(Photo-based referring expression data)
===

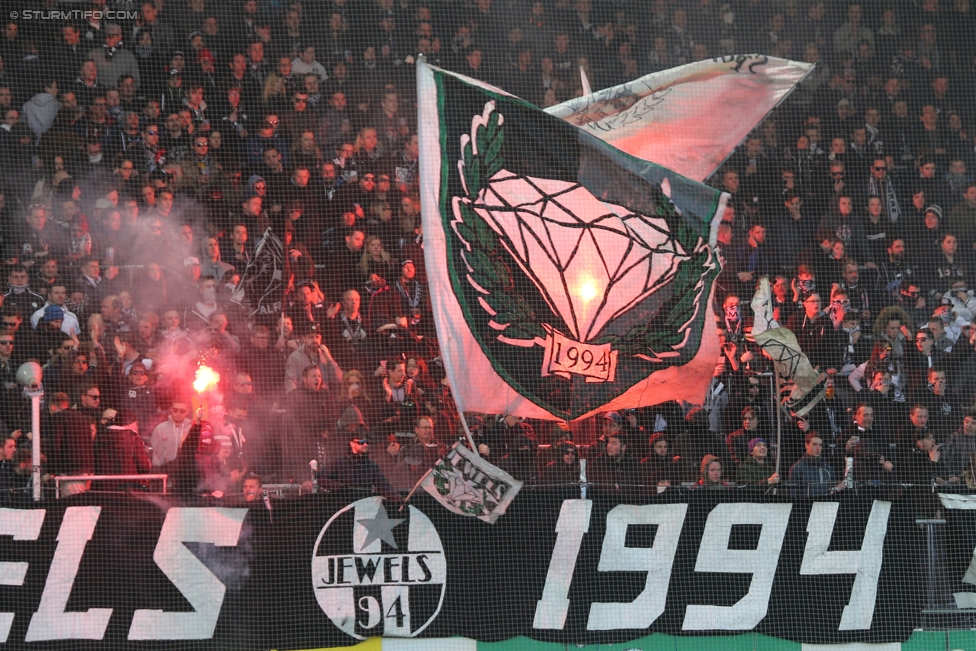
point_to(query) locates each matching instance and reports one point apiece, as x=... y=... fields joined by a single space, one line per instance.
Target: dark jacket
x=917 y=468
x=616 y=474
x=357 y=471
x=812 y=476
x=71 y=449
x=753 y=473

===

What you produce should repeat the data word for word while omitting all images.

point_to(query) locates each matching instance and reports one point apiece, as x=... y=... fields joined by a single space, one line per instance.
Target: dark jacket
x=917 y=468
x=616 y=474
x=357 y=471
x=812 y=476
x=71 y=449
x=753 y=473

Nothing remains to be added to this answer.